Image point grounding data:
-----

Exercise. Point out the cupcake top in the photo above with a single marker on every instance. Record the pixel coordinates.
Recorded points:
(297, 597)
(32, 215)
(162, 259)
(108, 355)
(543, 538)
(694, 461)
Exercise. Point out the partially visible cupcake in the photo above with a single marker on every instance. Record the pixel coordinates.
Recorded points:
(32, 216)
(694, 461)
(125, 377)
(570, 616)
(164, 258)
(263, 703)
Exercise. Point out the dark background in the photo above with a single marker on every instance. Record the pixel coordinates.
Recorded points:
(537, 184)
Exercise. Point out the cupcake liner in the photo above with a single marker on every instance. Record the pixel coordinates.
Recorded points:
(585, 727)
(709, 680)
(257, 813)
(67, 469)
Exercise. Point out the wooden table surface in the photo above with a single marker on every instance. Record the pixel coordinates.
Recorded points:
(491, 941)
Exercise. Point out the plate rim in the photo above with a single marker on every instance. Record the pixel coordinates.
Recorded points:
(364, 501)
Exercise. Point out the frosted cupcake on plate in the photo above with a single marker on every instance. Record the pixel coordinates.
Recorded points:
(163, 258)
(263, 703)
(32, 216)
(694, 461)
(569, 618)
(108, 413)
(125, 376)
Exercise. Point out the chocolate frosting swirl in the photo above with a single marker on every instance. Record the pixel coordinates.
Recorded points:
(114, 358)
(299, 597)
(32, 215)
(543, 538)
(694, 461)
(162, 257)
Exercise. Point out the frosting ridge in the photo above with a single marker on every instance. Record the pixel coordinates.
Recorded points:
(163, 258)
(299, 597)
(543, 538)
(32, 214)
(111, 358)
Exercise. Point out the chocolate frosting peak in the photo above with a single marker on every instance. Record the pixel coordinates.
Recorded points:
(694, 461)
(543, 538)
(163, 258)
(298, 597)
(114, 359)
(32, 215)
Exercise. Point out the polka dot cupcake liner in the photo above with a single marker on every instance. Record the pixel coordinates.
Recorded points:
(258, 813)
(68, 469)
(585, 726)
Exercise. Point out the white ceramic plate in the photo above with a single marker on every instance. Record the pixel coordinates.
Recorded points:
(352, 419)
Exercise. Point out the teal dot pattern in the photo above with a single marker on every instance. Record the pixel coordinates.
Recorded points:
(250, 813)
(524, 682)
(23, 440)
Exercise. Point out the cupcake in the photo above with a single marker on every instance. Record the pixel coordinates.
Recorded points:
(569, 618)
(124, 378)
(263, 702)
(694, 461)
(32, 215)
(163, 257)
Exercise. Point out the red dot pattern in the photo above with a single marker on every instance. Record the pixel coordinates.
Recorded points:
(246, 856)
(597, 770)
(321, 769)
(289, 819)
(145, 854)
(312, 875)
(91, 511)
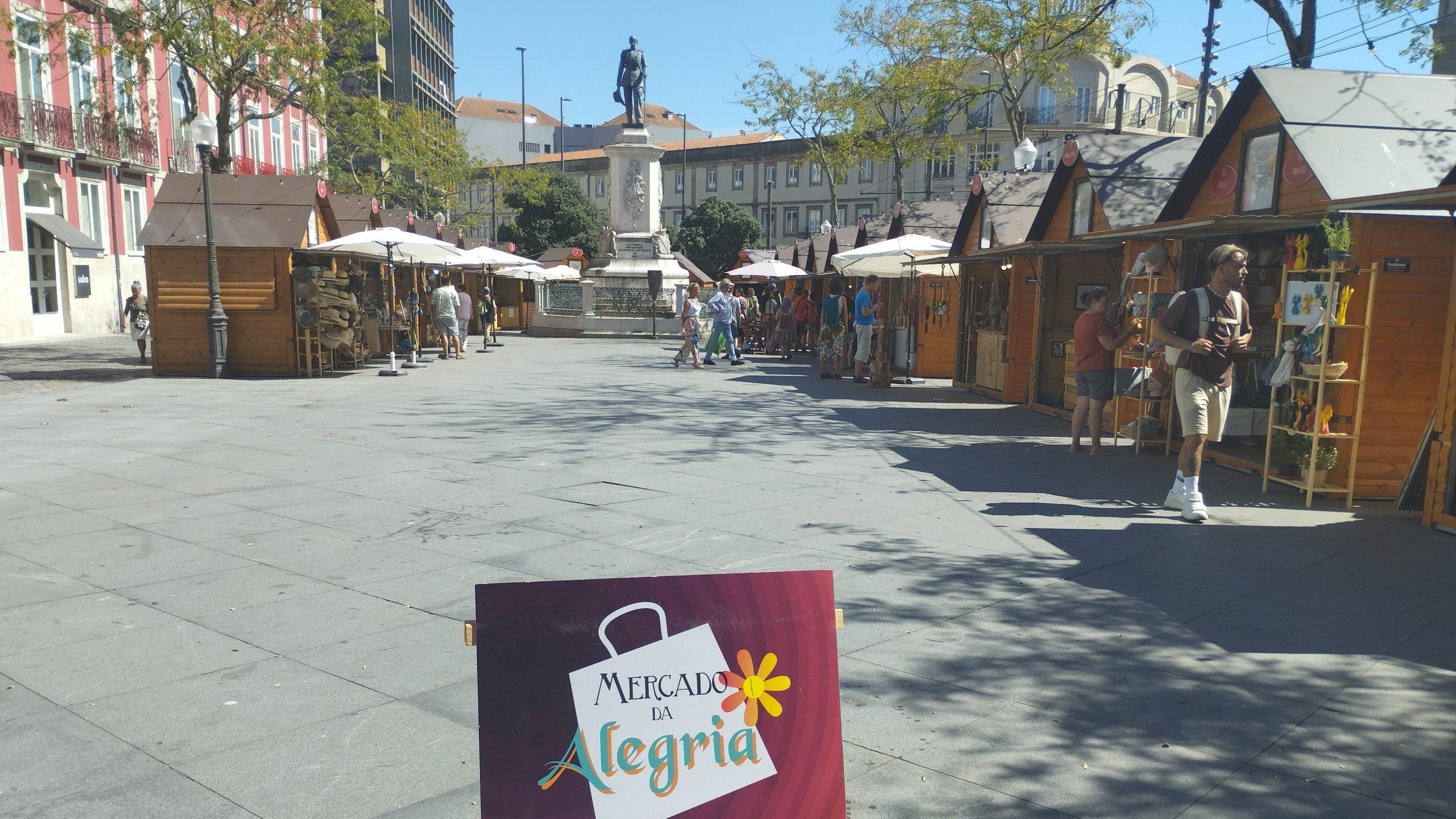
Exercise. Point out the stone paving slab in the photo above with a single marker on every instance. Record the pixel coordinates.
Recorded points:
(1012, 613)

-----

INSTRUCTIONS TO FOLLOW: How many lines of these records include the word "plate"? Only the number should be written.

ANSWER FOR THIS EXERCISE: 3